課題の説明:
以下のすべての素材の行を、「sunlit lawn」を「shaded lawn」に変えただけで、ほかは一切変えずにもう一度書いてください。画像は回答に含めないでください。

いくつかの素材:

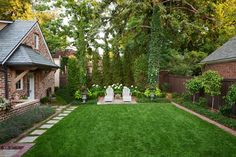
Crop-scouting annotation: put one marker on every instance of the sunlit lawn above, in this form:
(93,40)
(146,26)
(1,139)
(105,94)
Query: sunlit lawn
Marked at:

回答:
Crop-scouting annotation: put one marker on every instance of the shaded lawn above, in this form:
(93,40)
(146,26)
(1,139)
(105,94)
Query: shaded lawn
Marked at:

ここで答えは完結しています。